## Problem description
Count the lines in the items below that contain the string "window", treating case as significant, and give only the number.

(Extracted data entries)
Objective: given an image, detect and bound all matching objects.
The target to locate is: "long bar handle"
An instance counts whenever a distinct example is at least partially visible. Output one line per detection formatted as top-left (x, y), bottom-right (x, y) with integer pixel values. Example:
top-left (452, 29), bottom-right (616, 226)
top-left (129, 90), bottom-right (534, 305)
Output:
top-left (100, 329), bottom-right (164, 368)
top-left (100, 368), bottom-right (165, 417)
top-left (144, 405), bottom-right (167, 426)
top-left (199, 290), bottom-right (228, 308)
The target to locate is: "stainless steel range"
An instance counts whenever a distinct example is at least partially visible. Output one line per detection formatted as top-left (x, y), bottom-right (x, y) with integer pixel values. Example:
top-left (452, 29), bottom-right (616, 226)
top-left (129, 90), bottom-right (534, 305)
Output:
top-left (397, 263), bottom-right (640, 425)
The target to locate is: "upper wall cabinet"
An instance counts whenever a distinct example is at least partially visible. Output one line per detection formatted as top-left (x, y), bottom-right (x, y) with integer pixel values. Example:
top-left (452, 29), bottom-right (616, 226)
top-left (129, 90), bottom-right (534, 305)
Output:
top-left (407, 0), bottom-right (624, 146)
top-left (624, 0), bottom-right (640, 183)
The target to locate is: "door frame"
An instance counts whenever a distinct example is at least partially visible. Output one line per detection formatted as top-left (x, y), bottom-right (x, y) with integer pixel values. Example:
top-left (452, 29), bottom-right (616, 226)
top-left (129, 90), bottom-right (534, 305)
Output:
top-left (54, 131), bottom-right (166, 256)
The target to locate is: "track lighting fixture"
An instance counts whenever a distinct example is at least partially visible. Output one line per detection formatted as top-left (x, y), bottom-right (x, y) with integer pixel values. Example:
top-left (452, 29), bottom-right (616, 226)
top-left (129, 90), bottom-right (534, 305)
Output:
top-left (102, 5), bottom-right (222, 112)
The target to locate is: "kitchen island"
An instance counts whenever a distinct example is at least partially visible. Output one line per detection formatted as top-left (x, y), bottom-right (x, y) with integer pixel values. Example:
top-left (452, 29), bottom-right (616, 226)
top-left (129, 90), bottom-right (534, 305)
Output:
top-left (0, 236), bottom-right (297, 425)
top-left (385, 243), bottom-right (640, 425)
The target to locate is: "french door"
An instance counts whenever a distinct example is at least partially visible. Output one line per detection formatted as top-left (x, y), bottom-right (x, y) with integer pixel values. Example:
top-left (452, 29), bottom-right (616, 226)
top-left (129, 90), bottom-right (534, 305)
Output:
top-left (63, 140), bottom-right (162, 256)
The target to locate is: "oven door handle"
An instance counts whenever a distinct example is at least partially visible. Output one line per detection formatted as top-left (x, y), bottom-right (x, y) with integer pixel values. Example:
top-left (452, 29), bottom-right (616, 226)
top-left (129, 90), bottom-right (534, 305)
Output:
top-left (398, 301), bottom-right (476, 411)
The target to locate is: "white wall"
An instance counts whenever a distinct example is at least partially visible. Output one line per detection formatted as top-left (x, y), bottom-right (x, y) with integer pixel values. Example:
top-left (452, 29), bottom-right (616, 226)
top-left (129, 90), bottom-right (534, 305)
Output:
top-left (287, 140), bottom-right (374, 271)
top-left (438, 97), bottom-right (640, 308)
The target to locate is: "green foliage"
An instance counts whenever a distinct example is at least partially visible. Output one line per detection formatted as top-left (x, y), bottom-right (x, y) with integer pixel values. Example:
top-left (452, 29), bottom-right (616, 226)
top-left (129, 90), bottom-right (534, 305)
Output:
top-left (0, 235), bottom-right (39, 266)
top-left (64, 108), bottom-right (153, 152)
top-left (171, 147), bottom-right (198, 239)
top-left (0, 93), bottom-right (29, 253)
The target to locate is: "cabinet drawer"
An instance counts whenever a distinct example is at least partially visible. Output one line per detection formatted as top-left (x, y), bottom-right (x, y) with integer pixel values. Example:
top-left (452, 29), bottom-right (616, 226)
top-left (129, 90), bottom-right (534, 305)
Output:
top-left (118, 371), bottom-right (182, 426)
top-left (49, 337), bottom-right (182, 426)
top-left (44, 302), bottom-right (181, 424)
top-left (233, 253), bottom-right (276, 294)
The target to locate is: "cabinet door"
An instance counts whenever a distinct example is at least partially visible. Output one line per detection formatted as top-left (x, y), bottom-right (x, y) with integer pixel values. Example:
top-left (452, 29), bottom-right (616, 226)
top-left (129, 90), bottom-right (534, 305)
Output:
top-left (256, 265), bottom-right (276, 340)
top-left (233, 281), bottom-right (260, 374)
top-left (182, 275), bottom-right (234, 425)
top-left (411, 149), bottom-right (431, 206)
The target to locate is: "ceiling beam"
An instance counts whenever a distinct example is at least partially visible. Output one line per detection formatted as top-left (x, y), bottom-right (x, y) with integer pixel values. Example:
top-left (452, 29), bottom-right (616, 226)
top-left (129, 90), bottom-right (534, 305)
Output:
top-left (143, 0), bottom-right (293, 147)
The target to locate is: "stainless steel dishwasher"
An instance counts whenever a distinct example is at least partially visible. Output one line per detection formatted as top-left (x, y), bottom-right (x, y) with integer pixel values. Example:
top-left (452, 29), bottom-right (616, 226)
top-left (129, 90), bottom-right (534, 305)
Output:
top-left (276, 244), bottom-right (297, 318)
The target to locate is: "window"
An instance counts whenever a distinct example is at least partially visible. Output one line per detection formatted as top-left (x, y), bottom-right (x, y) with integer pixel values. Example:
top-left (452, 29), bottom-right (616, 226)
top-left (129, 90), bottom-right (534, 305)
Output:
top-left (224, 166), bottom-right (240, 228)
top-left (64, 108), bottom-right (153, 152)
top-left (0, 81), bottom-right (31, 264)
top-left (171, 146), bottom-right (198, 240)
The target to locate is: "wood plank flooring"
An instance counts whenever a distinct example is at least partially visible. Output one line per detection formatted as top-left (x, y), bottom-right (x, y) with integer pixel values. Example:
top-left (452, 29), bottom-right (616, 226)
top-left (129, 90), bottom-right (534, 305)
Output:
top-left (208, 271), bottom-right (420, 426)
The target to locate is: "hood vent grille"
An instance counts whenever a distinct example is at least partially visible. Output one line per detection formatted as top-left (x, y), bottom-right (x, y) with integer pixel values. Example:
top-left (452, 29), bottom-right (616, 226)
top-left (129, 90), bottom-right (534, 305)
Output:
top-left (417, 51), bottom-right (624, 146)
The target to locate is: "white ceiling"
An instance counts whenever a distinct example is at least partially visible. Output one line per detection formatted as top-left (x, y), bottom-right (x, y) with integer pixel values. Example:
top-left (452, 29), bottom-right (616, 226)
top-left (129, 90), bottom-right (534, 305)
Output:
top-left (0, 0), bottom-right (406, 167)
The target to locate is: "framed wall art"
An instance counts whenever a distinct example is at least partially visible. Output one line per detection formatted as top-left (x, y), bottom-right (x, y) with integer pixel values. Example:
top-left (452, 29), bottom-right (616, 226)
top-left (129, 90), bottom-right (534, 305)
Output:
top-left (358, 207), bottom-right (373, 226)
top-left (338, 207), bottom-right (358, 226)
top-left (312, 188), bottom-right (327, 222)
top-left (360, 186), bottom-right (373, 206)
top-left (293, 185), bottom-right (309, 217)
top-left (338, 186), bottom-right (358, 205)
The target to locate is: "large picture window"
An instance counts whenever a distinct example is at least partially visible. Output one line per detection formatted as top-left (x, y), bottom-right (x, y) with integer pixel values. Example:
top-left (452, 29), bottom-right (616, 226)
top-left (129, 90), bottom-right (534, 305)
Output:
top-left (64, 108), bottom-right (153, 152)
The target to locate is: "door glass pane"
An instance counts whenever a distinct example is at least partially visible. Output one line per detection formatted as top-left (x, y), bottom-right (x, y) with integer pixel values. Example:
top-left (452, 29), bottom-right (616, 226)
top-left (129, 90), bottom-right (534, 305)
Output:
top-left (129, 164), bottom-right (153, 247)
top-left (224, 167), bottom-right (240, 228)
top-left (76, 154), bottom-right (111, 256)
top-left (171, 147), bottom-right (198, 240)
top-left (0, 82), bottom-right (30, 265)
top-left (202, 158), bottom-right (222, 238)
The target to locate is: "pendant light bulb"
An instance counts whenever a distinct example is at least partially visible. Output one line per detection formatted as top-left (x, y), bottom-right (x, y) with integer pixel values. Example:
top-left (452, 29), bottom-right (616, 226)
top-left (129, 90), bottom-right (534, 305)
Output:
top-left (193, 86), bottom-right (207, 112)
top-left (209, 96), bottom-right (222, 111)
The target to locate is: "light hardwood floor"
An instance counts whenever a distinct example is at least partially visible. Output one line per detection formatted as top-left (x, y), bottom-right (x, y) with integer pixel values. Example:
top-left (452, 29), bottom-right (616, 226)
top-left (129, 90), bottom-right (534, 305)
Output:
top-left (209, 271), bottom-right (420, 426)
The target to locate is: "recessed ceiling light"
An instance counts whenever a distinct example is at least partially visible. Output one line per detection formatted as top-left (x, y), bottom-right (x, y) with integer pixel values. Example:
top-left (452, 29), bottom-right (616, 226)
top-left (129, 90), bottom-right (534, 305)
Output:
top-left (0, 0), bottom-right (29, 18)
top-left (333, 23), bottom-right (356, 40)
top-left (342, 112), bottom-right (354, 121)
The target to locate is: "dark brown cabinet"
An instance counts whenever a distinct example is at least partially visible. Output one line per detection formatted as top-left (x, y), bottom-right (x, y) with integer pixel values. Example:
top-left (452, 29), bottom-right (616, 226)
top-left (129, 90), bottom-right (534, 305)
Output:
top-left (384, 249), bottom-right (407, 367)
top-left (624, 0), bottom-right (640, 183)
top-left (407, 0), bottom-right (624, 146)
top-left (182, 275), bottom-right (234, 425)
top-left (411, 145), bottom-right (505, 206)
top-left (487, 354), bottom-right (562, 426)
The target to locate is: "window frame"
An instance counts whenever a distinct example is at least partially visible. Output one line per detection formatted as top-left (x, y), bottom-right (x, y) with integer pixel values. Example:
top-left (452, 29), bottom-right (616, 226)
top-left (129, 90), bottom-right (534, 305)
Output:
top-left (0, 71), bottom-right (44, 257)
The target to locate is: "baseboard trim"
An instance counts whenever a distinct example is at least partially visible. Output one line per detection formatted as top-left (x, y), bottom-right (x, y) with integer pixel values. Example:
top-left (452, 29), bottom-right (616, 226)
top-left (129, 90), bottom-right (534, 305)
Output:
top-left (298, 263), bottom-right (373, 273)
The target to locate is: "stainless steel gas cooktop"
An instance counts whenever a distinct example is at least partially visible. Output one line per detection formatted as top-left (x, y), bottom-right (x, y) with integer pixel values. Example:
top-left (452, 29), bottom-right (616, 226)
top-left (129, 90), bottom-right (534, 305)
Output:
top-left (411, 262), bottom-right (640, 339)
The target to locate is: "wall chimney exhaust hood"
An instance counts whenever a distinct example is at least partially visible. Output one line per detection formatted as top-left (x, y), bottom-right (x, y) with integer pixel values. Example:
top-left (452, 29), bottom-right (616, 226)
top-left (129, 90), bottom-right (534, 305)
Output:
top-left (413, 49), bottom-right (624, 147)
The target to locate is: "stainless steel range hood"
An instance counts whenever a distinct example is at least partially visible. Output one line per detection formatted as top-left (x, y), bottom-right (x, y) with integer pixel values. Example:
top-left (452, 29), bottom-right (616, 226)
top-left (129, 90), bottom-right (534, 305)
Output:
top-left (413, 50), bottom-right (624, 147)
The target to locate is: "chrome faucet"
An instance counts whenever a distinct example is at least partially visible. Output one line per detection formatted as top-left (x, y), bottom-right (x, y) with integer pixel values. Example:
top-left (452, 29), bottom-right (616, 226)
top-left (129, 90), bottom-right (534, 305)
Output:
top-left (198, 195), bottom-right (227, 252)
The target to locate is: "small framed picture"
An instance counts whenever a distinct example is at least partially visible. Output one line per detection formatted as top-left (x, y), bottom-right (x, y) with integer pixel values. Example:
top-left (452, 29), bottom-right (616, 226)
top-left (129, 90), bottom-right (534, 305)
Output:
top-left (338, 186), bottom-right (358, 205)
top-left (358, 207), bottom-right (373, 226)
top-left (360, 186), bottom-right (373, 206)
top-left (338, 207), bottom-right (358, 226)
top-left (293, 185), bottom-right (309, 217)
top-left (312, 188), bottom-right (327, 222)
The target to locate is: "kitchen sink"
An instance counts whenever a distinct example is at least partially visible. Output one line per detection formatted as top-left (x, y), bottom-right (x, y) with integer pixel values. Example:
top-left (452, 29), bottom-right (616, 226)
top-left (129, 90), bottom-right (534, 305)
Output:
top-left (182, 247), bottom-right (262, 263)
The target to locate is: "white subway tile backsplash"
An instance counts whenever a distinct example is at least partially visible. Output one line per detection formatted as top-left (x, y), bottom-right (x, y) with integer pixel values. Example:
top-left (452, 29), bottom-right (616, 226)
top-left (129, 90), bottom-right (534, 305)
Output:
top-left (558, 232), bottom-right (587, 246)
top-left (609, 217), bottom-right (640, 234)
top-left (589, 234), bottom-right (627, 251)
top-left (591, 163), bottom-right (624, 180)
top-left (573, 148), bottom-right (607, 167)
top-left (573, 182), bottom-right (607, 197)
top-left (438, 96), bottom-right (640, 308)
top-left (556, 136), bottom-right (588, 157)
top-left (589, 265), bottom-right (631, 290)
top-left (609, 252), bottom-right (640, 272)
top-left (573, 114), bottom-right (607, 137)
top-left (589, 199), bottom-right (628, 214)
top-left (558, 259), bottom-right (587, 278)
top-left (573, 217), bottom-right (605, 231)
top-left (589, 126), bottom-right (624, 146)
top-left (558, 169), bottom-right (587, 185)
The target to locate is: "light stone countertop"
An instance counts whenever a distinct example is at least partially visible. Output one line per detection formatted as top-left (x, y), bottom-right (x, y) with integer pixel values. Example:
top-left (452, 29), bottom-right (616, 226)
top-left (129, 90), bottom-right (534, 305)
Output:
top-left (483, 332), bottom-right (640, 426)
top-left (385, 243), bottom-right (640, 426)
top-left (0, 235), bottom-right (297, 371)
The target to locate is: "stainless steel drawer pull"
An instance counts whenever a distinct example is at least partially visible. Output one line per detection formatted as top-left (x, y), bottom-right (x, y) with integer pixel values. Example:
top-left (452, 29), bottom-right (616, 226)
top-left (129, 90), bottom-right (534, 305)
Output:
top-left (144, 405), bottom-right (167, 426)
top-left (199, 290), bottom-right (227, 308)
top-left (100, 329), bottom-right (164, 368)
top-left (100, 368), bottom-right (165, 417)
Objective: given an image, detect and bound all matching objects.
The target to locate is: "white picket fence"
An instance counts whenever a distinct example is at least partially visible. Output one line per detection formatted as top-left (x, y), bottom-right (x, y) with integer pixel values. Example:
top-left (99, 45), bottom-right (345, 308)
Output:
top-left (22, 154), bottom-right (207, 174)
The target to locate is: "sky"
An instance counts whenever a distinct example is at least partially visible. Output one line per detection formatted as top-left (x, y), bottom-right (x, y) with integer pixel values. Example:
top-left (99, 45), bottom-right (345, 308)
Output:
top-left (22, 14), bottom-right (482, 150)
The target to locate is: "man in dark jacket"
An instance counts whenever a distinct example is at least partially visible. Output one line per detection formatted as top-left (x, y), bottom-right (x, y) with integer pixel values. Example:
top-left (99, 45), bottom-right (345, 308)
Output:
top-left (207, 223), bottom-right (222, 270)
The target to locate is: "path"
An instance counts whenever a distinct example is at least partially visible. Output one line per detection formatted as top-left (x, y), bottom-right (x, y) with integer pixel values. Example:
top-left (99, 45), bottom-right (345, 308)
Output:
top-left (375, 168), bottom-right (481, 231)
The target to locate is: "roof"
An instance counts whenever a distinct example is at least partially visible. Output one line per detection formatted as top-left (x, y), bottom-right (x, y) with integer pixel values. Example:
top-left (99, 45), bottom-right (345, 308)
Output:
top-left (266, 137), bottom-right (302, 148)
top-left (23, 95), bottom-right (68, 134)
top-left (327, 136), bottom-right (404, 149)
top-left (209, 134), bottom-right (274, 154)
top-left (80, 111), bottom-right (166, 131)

## Written solution
3